**INSTRUCTIONS FOR THE TASK:** Copy out each line below exactly as it appears.

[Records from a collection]

--- Begin ---

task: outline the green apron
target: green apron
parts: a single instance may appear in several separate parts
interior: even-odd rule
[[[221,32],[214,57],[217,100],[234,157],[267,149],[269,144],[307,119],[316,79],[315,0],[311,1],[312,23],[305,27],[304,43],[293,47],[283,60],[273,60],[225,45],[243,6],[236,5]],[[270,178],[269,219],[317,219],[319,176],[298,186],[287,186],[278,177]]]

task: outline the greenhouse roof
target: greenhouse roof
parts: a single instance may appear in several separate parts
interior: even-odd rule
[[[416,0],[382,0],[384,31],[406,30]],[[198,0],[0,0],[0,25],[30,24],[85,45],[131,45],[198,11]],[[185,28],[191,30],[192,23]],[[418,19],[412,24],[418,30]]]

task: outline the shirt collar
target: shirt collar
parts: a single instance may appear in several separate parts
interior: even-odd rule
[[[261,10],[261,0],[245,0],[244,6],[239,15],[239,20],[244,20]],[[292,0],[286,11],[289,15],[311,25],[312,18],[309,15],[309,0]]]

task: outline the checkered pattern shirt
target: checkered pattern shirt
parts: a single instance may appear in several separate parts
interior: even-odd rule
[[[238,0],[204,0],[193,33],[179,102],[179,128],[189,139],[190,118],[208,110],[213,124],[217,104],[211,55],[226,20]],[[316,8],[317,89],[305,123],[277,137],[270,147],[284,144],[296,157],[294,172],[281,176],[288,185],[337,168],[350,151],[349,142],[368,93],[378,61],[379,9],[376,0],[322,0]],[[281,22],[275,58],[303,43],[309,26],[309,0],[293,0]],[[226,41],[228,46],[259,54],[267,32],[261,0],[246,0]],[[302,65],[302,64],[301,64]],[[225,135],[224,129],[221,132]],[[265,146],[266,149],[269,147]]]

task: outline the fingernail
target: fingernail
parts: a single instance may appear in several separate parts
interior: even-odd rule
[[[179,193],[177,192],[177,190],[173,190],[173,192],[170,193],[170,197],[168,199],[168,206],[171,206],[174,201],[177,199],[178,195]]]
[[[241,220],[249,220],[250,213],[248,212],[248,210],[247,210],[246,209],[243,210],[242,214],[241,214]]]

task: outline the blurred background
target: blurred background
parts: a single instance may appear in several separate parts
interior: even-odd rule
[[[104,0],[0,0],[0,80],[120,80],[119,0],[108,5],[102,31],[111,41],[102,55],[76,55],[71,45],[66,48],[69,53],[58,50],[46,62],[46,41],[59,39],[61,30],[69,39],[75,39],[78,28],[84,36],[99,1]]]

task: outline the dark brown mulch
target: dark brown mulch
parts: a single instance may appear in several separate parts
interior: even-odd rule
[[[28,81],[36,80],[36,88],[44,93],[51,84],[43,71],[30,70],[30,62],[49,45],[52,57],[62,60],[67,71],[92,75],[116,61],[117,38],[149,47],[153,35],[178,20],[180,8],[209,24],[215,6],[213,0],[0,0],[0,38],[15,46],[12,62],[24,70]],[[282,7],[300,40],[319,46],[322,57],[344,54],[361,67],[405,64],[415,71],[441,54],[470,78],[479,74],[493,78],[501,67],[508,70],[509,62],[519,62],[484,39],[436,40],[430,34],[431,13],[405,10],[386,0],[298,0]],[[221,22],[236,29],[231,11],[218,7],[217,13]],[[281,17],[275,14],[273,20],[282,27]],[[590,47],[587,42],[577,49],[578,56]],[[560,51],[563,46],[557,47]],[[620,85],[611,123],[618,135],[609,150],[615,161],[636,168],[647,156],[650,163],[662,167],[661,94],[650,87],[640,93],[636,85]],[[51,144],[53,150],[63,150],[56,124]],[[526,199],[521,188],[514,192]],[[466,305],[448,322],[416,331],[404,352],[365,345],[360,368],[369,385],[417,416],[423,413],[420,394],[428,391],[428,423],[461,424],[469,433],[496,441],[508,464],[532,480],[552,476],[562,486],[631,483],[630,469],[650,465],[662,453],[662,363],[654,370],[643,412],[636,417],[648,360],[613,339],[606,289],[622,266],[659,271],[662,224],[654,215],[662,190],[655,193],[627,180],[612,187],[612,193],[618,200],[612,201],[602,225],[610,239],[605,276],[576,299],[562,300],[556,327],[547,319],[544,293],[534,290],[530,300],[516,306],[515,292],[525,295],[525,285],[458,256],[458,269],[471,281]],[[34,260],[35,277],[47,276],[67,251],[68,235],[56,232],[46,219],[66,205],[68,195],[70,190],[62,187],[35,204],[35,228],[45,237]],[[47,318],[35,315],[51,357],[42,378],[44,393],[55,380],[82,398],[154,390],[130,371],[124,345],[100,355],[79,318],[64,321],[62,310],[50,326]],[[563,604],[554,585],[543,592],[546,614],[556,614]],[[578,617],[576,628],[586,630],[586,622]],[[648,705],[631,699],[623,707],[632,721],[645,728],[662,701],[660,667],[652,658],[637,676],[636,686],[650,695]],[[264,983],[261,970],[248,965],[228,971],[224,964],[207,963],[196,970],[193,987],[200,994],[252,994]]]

--- End ---

**TASK SOLUTION:**
task: outline the green apron
target: green apron
parts: a single instance may appear in several separate parts
interior: even-odd rule
[[[221,32],[214,57],[217,100],[234,157],[267,149],[269,144],[307,119],[316,79],[315,0],[311,1],[312,23],[305,27],[304,43],[293,47],[283,60],[273,60],[225,45],[243,6],[236,5]],[[270,178],[269,219],[317,219],[319,176],[298,186],[287,186],[278,177]]]

task: outline the greenhouse roof
target: greenhouse roof
parts: a single instance may appear in several separate parts
interior: even-odd rule
[[[416,0],[382,0],[384,31],[406,30]],[[198,0],[0,0],[0,25],[30,24],[85,45],[131,45],[198,11]],[[185,28],[191,30],[192,23]],[[418,19],[412,24],[418,30]]]

task: outline the shirt collar
target: shirt collar
parts: a single instance may appear in several separate parts
interior: even-odd rule
[[[261,10],[261,0],[245,0],[244,6],[239,15],[239,20],[244,20]],[[292,0],[286,11],[289,15],[311,25],[312,18],[309,15],[309,0]]]

task: outline the checkered pattern shirt
target: checkered pattern shirt
parts: a single instance may appear in several separate parts
interior: even-odd rule
[[[238,0],[204,0],[193,33],[179,102],[179,128],[189,139],[190,118],[208,110],[213,124],[217,104],[211,55],[226,20]],[[316,8],[317,89],[305,123],[277,137],[270,147],[284,144],[296,157],[294,172],[281,176],[288,185],[337,168],[350,151],[349,142],[368,93],[378,61],[379,9],[376,0],[322,0]],[[281,22],[275,58],[303,43],[309,26],[309,0],[293,0]],[[226,41],[228,46],[259,54],[267,32],[261,0],[246,0]],[[302,65],[302,64],[301,64]],[[225,135],[224,129],[221,132]],[[265,146],[266,149],[269,147]]]

task: outline the fingernail
target: fingernail
parts: a single instance may appear in several separate parts
interior: even-odd rule
[[[179,193],[177,192],[177,190],[173,190],[173,192],[170,193],[170,197],[168,199],[168,206],[171,206],[174,201],[177,199],[178,195]]]
[[[241,220],[249,220],[250,213],[248,212],[248,210],[247,210],[246,209],[243,210],[242,214],[241,214]]]

task: outline the blurred background
target: blurred background
parts: a single instance may appear in several separate parts
interior: even-odd rule
[[[104,0],[0,0],[0,80],[120,80],[119,0],[108,5],[102,31],[111,41],[102,55],[76,55],[71,45],[66,48],[69,53],[58,50],[46,62],[46,41],[59,39],[61,30],[69,39],[75,39],[78,28],[84,36],[99,1]]]

task: outline the dark brown mulch
target: dark brown mulch
parts: a single instance may appear in several separate parts
interior: even-odd rule
[[[28,81],[36,80],[36,88],[44,93],[51,84],[43,71],[30,70],[30,62],[49,45],[52,57],[62,60],[67,71],[92,75],[116,61],[117,38],[149,47],[153,35],[178,20],[180,8],[209,24],[215,6],[213,0],[0,0],[0,38],[15,46],[12,62],[24,70]],[[282,7],[300,40],[319,46],[322,57],[344,54],[361,67],[405,64],[415,71],[441,54],[470,78],[479,74],[493,78],[501,67],[508,70],[509,62],[519,62],[484,39],[436,40],[430,34],[431,13],[405,10],[386,0],[298,0]],[[221,22],[236,29],[231,11],[218,7],[217,13]],[[281,17],[275,14],[273,20],[282,27]],[[590,47],[587,42],[577,49],[578,56]],[[560,51],[563,46],[557,47]],[[620,85],[611,123],[618,135],[609,150],[615,161],[636,168],[647,156],[650,163],[662,167],[661,94],[650,87],[640,93],[636,85]],[[51,144],[53,150],[63,150],[56,124]],[[526,199],[521,188],[514,192]],[[466,305],[448,322],[416,331],[404,352],[365,345],[360,368],[369,385],[417,416],[423,413],[420,394],[428,391],[428,423],[461,424],[469,433],[496,441],[508,464],[532,480],[552,476],[562,486],[631,483],[630,469],[650,465],[662,453],[662,363],[654,370],[643,412],[636,417],[648,360],[613,339],[606,289],[622,266],[659,271],[662,224],[654,215],[662,190],[655,193],[627,180],[612,187],[612,193],[618,200],[612,201],[602,225],[610,239],[605,276],[576,299],[562,300],[556,327],[547,319],[544,293],[534,290],[530,300],[516,306],[515,292],[525,295],[525,285],[458,256],[458,269],[471,281]],[[34,260],[35,277],[47,276],[67,251],[68,235],[56,232],[46,219],[66,205],[68,195],[70,190],[62,187],[35,204],[35,228],[45,237]],[[47,318],[35,315],[51,357],[42,378],[44,393],[55,380],[82,398],[154,390],[130,371],[124,345],[100,355],[79,318],[64,321],[62,310],[50,326]],[[563,604],[554,585],[543,592],[546,614],[556,614]],[[578,617],[576,628],[586,630],[586,622]],[[648,705],[631,699],[623,707],[632,721],[645,728],[662,701],[660,667],[652,658],[637,676],[636,686],[650,695]],[[264,983],[261,970],[248,965],[228,971],[224,964],[207,963],[196,970],[193,987],[200,994],[252,994]]]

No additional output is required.